**Your goal**
Retype the tail of the data exactly, starting at the line containing "Locate every instance of the woman's smiling" and stopping at the last line.

....................

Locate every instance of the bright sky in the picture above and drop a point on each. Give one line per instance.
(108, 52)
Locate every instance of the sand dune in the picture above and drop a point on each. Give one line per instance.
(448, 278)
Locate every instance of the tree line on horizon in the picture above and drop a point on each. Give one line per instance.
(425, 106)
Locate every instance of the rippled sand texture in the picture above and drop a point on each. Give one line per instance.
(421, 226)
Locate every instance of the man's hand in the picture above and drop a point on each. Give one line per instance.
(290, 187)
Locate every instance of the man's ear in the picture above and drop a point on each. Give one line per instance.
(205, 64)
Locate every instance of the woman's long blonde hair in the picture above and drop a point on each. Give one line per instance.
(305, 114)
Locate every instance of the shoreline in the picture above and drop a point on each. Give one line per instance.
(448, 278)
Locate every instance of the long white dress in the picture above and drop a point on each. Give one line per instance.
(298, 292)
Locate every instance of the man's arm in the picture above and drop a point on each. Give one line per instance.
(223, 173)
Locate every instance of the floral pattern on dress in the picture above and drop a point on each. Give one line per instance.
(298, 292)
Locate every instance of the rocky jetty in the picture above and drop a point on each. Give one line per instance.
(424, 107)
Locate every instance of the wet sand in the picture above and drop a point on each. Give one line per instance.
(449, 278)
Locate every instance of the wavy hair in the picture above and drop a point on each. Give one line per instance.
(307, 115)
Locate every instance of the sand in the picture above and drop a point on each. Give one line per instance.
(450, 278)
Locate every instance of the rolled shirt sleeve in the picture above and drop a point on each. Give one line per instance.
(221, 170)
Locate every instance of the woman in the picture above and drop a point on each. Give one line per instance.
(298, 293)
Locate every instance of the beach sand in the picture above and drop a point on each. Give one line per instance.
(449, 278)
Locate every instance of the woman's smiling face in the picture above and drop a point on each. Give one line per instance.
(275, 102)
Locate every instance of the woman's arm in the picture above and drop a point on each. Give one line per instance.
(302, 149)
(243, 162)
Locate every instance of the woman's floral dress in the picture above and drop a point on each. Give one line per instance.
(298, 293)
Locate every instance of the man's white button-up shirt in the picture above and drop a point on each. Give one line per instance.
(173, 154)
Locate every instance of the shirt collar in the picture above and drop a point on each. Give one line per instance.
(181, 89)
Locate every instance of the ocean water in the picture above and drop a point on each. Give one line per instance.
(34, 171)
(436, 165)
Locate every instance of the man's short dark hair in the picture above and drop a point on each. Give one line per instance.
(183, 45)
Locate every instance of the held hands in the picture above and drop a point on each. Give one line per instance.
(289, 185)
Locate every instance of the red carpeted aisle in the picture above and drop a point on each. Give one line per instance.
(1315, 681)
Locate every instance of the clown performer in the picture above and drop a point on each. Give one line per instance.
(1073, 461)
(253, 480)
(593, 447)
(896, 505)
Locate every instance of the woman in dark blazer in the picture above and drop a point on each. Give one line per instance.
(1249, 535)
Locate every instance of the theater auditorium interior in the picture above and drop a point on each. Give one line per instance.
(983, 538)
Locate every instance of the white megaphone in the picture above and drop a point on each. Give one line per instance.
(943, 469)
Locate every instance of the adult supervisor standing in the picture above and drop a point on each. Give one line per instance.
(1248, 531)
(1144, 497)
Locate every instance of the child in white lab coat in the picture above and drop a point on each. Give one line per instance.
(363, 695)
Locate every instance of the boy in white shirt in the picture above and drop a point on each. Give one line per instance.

....................

**Complete answer**
Locate every instance of the woman's smiling face in the picture above and drop a point on each. Give one line per instance.
(275, 102)
Locate every instance of the woman's arm in the picture above and drop a point on each. Give one line per instance.
(302, 149)
(243, 162)
Locate every instance of the woman's floral dress in the picture above and drop a point on each. Give one line per instance.
(298, 293)
Locate every instance of the man's white button-up shirt in the picture above and drop a point on each. Give one line per instance.
(173, 154)
Locate every instance of the shirt collar in the picture above and drop a point on each. Give one line per instance.
(181, 89)
Locate every instance of the ocean water in the picture above and drop a point on each. Give one line per instance.
(34, 171)
(436, 165)
Locate every instance of the man's short dark hair in the picture above and drop a point on each. Give one line per instance.
(183, 45)
Locate every instance of the held hands in the picture above and drop a point on each. Give one line per instance.
(289, 185)
Locate every instance of the red carpeted aisle in the picture above and drop a point on each. Give one line per instance.
(1315, 681)
Locate every instance of the clown performer in the picture above and drop a point on each. Give one line per instance.
(1073, 461)
(253, 480)
(593, 447)
(896, 505)
Locate every instance of the woman in dark blazer in the picture above and drop a point on each. Give one line per instance.
(1249, 535)
Locate every instance of the theater auditorium interior in the picture above and drop a point on each. Give one line per instance.
(983, 538)
Locate every instance of the white megaphone in the picture above and drop a point on each. Give one line per instance.
(943, 469)
Locate every instance of the adult supervisor standing in the picture above and drop a point on each. Give one line per instance.
(1248, 531)
(1144, 497)
Locate every instance of the child in white lab coat in the picture above and drop a point on each. Give one line per instance.
(363, 695)
Locate every instance of the boy in white shirt in the picture above and drop a point on each. Give one line per instance.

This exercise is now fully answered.